This was coupled with the effects of the Human Rights Day holiday and the National Shutdown on 20 March 2023, as many dealers opted to close shop, said Naamsa.

However, the association added that domestic sales of new light commercial vehicles, bakkies and minibuses increased by 11.1% year-on-year, from 13,973 units in March 2022 to 15,529 units during March 2023.

Sales for the industry’s medium and heavy truck segments also reflected a positive performance during the month, at 870 units and 2,127 units, respectively.

Medium commercial vehicles showed an increase of 80 units sold, while heavy trucks and buses had an increase of 213 vehicles, representing a year-on-year increase of 10.1% and 11.1%, respectively.

The total reported industry sales of 50,157 vehicles comprise dealer sales, rental industry sales, and sales to government and industry corporate fleets.

The breakdown of these four segments is as follows:

  • Dealers represented 87.3% of sales, with an estimated 43,801 units sold.
  • The rental industry represented 6.1% of sales.
  • Government sales represented 4.1% of sales.
  • Industry corporate fleets represented 2.5% of sales.

Notably, export sales increased by 1,026 units or 3,1% to 34,134 units in March 2023 compared to the 33,108 vehicles exported in March last year.

This is a positive sign on the back of a decline experienced in February 2023. The month-on-month export sales reflected an increase of 3,922 units to 34,134 units, compared to the 30,212 export vehicle units recorded for February – representing an increase of 12,9%.

Market forecast 

While vehicle production is ramping up and the overall performance of vehicle sales and export sales has been steadily increasing, the continued monetary policy tightening, domestic and global slowing growth, as well as energy shortages will have greater spillover to the overall performance of the industry moving forward, said Naamsa.

“The South African Reserve Bank (SARB) ‘s interest rates increase by 50 basis points to a prime lending rate of 11,25% is already impacting a shrinking disposable income purse many consumers rely on when making new vehicle sales decisions,” it said.

The perceived continued increase in interest rates would likely have a negative impact on the already severely financially constrained consumers, who will find it hard to justify the purchase of a new vehicle – impacting domestic sales.

However, despite this – and the persistent risk of prolonged load shedding – Naamsa remains upbeat that our forecast for domestic sales will grow by 6,3% (at 563,000 units) for 2023, and export sales will increase by 8,3% (380,900 units).

→ **Supplied information**:
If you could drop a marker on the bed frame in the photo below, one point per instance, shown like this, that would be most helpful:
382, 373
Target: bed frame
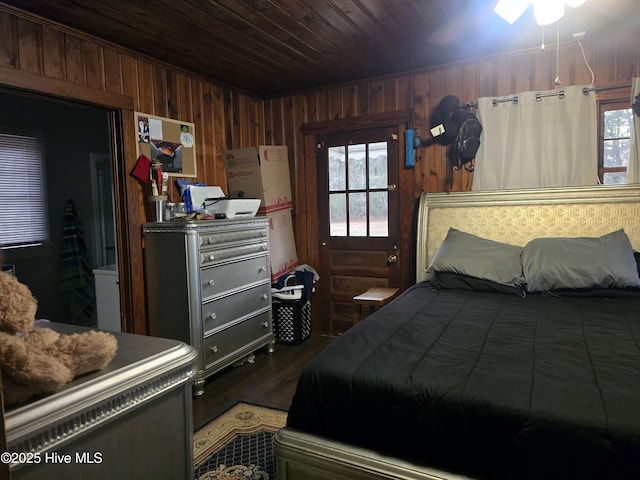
508, 216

→ **What you will do**: Could you rewrite the stretch of the vehicle sales passage from "Sales for the" through "2.5% of sales.", substituting "car rental sector" for "rental industry"?

→ **Task response**:
Sales for the industry’s medium and heavy truck segments also reflected a positive performance during the month, at 870 units and 2,127 units, respectively.

Medium commercial vehicles showed an increase of 80 units sold, while heavy trucks and buses had an increase of 213 vehicles, representing a year-on-year increase of 10.1% and 11.1%, respectively.

The total reported industry sales of 50,157 vehicles comprise dealer sales, car rental sector sales, and sales to government and industry corporate fleets.

The breakdown of these four segments is as follows:

  • Dealers represented 87.3% of sales, with an estimated 43,801 units sold.
  • The car rental sector represented 6.1% of sales.
  • Government sales represented 4.1% of sales.
  • Industry corporate fleets represented 2.5% of sales.